◆ DATASET

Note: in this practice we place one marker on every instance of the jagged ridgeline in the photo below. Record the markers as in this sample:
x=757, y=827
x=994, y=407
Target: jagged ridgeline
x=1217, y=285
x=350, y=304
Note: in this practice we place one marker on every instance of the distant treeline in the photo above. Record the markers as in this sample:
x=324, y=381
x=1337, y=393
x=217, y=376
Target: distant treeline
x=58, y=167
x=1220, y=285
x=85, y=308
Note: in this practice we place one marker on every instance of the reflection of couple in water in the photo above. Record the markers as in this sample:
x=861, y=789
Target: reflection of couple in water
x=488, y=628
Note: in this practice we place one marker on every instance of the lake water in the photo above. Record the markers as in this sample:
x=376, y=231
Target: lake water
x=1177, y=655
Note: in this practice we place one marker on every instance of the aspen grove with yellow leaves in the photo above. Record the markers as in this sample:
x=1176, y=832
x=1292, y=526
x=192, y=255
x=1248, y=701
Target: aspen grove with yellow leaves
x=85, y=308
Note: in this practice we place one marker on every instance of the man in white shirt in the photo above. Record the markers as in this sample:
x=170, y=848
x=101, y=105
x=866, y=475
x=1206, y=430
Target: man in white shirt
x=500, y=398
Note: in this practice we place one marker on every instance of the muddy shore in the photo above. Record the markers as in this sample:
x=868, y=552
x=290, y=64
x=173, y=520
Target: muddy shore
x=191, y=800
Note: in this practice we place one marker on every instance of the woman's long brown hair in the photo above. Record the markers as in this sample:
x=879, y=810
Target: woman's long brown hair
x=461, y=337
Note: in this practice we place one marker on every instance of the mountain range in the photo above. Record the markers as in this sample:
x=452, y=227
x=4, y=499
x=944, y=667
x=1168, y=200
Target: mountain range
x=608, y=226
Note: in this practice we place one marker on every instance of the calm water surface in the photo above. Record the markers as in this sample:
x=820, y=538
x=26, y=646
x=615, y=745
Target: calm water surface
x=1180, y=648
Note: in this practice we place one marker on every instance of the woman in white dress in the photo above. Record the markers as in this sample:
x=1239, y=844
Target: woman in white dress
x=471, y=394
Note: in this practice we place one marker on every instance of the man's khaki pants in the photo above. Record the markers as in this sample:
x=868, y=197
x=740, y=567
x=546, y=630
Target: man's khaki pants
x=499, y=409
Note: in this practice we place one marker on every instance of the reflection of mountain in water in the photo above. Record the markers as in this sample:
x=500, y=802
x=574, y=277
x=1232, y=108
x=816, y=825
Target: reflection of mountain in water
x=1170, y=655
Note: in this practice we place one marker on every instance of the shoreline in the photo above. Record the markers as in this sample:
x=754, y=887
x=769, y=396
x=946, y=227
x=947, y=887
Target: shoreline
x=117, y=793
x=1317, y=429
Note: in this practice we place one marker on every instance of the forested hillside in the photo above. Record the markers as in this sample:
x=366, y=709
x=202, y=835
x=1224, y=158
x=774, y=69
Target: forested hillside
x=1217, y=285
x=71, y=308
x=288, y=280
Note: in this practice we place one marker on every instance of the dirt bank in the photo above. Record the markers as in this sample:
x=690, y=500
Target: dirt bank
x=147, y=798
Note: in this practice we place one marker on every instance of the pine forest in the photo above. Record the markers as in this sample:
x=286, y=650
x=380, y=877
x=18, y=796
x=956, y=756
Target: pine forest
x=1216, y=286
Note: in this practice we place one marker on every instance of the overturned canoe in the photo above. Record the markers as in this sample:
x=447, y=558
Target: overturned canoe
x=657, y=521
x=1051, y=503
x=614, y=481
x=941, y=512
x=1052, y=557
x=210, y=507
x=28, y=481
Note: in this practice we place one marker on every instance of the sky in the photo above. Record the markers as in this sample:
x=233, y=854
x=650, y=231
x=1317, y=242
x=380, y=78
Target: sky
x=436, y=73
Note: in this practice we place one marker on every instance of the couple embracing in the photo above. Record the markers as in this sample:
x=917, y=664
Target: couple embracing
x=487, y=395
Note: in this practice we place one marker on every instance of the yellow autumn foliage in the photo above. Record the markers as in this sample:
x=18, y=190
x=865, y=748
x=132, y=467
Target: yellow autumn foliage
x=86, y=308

* * *

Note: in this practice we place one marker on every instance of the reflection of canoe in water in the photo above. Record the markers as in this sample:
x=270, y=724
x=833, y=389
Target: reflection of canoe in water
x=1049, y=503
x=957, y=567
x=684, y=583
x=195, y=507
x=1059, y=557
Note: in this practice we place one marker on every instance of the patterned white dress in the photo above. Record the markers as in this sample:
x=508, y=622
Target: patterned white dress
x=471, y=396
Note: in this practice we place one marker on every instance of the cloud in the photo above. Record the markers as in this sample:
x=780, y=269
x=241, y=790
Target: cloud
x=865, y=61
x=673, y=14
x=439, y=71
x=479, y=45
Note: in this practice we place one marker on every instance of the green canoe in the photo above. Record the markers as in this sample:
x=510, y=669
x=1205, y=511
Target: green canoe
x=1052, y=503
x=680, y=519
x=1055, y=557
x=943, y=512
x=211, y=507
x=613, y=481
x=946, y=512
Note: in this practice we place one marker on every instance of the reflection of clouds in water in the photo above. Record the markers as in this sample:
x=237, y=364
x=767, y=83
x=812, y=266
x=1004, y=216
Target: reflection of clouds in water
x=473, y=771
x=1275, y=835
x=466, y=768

◆ SET PROBLEM
Copy the entries word for word, starting at the line that contains "of the shoreline" and ending after the line that contains "x=487, y=395".

◆ THE SOLUTION
Note: in this practice we place one marker on every instance of the shoreline in the photo above. Record the markers as in this sample:
x=754, y=887
x=769, y=396
x=946, y=227
x=947, y=887
Target: shoreline
x=117, y=793
x=1317, y=429
Note: in this practice we place one marker on every instance of the forested hillside in the photo above. Record the markers as in this sample:
x=366, y=709
x=202, y=835
x=1224, y=158
x=774, y=69
Target: forested hillside
x=1217, y=285
x=71, y=308
x=288, y=280
Note: in this practice we place one marker on every instance of the dirt bank in the photo above. Record the markers as in this sample:
x=690, y=500
Target: dirt bank
x=147, y=798
Note: in this practice we place one marker on every instance of the pine forest in the photo above. Record the markers as in this sample:
x=286, y=650
x=380, y=877
x=18, y=796
x=956, y=756
Target: pine forest
x=1216, y=286
Note: in this practice we place one marker on every instance of the overturned canoe in the photo above. Record the markers as in this sample:
x=447, y=558
Target: overturned canoe
x=657, y=521
x=1051, y=503
x=614, y=481
x=941, y=512
x=1052, y=557
x=210, y=507
x=28, y=481
Note: in this practice we place one marker on every instance of the sky in the photo above. Record the markers as in this sample:
x=233, y=854
x=650, y=231
x=1317, y=242
x=380, y=78
Target: sky
x=436, y=73
Note: in this practice we place one marker on every instance of the couple embracing in the photo above. Record the markers as in this sample:
x=917, y=664
Target: couple embracing
x=487, y=395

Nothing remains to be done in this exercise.